Given text:
Religious life
- Religion: Jainism
- Sect: Śvetāmbara
- Initiation: by Acharya Vijayasuri

= Vimalsuri =

3rd century Indian Jain ascetic

Vimalsuri was a Jain monk. There is some dispute about his sect Śvetāmbara or Digambara. Some scholars regard him as a Yapaniya, a sect that combined elements of both sects. He is best known for his composition "Paumachariyam", the earliest known Jain version of the Ramayana and the oldest work of literature written in Maharashtri Prakrit. Although scholars' opinion and traditional beliefs differ on his timeline, the common belief is that he lived between the 1st and the 3rd century AD.

== Biography ==

Very little is known about him, given his timeline. However, his work "Paumachariyam" describes a short Pattavali mentioning him. It mentions Acharya Vijayasuri as his preceptor and initiator, while Acharya Rahu as his preceptor's (Acharya Vijayasuri) preceptor.

According to the Parishishtaparvan, composed by Hemachandra, and the original text of "Paumachariyam", it is clear that Vimalsuri belonged to the Nailakulavamś. Dr. Hermann Jacobi finds that until 12th century AD, it was known as Nailakulavamś or Nāgila-kula or Nagendrakula. Later, it continued under the name Nagendragaccha (one of the 84 Gacchas of the Śvetāmbara Murtipujakas) and it altogether disappeared by the 15th century AD. Therefore, without much deliberation, Dr. Hermann Jacobi finds that Vimalsuri belonged to the Śvetāmbara sect. Going by his descriptions of worshipping Tirthankara idols in "Paumachariyam", mentions of the Nailakulavamś or Nagendragaccha (which traces its identity to the Śvetāmbara sect), and the use of Maharashtri Prakrit (a language known for non-canonical works of Śvetāmbaras only) for the composition of "Paumachariyam", he is considered to have been belonging to the Śvetāmbara Murtipujaka sect.

The appendix at the end of "Paumachariyam" describe Vimalsuri as a "Purvadhari" (the one who knows the "purvas"). This is corroborated by the Śvetāmbara belief that "Purvadhaaris" flourished for at least a millennium after Mahavira attained nirvana.

Segmentation dataset records:
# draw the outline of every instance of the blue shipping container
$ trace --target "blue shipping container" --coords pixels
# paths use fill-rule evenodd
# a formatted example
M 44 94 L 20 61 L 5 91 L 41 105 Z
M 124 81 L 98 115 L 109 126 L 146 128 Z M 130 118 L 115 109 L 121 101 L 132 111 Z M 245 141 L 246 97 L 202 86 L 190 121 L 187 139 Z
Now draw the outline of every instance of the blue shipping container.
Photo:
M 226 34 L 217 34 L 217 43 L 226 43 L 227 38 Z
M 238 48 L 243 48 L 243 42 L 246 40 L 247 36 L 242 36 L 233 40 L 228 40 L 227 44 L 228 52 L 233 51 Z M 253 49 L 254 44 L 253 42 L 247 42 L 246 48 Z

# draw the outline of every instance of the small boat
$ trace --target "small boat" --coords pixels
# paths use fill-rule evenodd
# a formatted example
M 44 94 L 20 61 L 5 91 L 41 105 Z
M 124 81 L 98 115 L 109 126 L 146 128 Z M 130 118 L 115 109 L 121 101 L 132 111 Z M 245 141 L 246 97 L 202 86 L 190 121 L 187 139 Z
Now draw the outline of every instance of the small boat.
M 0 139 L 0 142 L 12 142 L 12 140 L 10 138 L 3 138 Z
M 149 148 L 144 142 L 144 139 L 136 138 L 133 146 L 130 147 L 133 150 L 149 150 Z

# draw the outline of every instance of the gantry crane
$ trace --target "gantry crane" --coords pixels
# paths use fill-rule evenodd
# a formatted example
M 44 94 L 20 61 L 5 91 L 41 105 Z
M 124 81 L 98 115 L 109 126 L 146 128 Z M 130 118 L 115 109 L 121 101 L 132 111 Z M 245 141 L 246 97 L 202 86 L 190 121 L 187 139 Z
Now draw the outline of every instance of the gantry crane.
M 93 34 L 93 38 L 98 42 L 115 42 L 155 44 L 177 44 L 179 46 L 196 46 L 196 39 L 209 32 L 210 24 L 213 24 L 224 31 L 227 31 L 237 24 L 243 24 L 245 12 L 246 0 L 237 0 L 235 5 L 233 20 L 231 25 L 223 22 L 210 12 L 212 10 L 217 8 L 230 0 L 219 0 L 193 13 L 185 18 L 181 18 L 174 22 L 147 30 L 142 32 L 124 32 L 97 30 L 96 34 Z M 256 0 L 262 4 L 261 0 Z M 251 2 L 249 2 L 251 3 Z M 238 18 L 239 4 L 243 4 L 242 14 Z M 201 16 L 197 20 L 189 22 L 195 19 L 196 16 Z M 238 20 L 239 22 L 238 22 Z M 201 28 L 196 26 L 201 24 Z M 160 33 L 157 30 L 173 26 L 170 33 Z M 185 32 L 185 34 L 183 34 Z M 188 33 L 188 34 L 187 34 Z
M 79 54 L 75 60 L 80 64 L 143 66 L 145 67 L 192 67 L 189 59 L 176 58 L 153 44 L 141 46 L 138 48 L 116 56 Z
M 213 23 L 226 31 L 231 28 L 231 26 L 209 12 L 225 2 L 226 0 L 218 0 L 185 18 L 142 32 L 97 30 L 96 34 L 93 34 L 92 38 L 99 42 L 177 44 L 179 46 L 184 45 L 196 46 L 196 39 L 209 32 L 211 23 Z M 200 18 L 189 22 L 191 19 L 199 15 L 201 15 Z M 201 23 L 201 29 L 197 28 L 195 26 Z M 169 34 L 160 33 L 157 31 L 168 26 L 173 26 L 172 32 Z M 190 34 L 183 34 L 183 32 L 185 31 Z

Problem set:
a) According to the text on Vimalsuri, who was his preceptor and initiator?
b) Count the lines of the listing that contain the word "every", treating case as significant, and give only the number.

Answers to the exercises:
a) Acharya Vijayasuri

b) 6